• **Dataset excerpts on object pointing**
· · · ·
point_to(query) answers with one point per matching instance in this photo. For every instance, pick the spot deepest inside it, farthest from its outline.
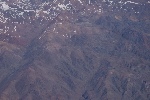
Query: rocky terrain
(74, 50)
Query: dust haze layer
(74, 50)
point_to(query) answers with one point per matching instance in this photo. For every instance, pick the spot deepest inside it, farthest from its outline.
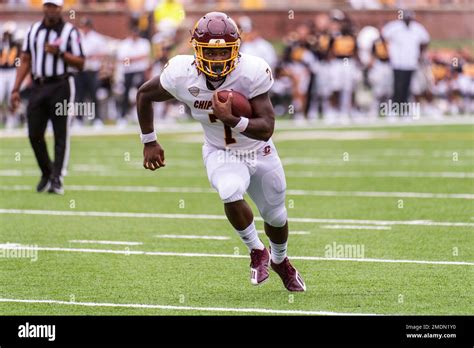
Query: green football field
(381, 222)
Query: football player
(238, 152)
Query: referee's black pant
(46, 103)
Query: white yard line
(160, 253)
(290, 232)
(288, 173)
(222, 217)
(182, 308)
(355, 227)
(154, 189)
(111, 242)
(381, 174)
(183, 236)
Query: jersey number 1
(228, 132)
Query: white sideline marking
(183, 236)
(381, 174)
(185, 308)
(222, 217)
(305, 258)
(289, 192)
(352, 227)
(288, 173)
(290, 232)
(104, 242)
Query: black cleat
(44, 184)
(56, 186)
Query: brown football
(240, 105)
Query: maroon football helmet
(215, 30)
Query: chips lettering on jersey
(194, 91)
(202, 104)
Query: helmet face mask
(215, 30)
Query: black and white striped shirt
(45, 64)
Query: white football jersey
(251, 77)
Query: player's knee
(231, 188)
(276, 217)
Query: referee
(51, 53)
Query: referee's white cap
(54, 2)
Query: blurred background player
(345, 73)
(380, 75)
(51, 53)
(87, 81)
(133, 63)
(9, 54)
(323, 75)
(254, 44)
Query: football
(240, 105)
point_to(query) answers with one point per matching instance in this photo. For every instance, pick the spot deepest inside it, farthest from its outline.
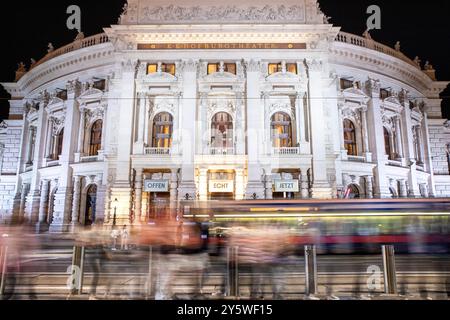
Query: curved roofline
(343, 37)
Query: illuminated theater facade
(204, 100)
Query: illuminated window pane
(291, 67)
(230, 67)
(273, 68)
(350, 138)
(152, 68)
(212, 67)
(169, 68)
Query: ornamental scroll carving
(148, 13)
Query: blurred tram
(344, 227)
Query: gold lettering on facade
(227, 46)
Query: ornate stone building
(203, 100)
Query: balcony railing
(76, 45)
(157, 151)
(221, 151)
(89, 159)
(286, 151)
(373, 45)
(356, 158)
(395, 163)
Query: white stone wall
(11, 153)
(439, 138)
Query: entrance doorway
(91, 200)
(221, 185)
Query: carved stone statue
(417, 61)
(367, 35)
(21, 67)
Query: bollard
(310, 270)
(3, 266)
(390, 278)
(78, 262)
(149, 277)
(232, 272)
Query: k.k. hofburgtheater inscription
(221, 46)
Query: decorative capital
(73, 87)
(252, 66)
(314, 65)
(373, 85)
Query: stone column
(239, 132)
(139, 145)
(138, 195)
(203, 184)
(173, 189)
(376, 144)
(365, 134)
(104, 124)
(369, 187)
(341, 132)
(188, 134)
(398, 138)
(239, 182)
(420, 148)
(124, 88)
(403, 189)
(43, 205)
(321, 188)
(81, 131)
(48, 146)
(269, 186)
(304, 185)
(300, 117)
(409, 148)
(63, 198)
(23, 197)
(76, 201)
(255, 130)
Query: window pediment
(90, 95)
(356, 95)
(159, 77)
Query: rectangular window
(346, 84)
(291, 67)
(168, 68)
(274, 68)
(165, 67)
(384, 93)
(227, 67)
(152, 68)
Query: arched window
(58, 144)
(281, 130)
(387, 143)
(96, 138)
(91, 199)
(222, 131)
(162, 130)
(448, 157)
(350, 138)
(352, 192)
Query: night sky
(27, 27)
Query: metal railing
· · · ·
Find the line that contains "Query: bollard" in the listing above. Retype it and every line after it up to the last, exactly, and nothing else.

Query: bollard
(310, 270)
(3, 266)
(390, 278)
(78, 262)
(149, 277)
(232, 272)
Query: k.k. hofburgtheater inscription
(221, 46)
Query: decorative capital
(73, 87)
(252, 66)
(314, 65)
(373, 85)
Query: stone column
(239, 132)
(139, 145)
(138, 195)
(203, 184)
(173, 189)
(376, 144)
(365, 134)
(104, 124)
(369, 187)
(341, 132)
(188, 134)
(398, 138)
(239, 182)
(420, 148)
(124, 88)
(403, 189)
(43, 205)
(321, 188)
(81, 131)
(48, 146)
(269, 186)
(304, 185)
(300, 117)
(409, 148)
(63, 198)
(23, 197)
(76, 201)
(255, 130)
Query: window pediment
(90, 95)
(356, 95)
(159, 77)
Query: rectangular window
(346, 84)
(291, 67)
(168, 68)
(274, 68)
(165, 67)
(384, 93)
(227, 67)
(152, 68)
Query: arched window
(58, 144)
(281, 130)
(387, 143)
(96, 138)
(91, 199)
(222, 131)
(162, 130)
(448, 157)
(350, 138)
(352, 192)
Query: night sky
(27, 27)
Query: metal railing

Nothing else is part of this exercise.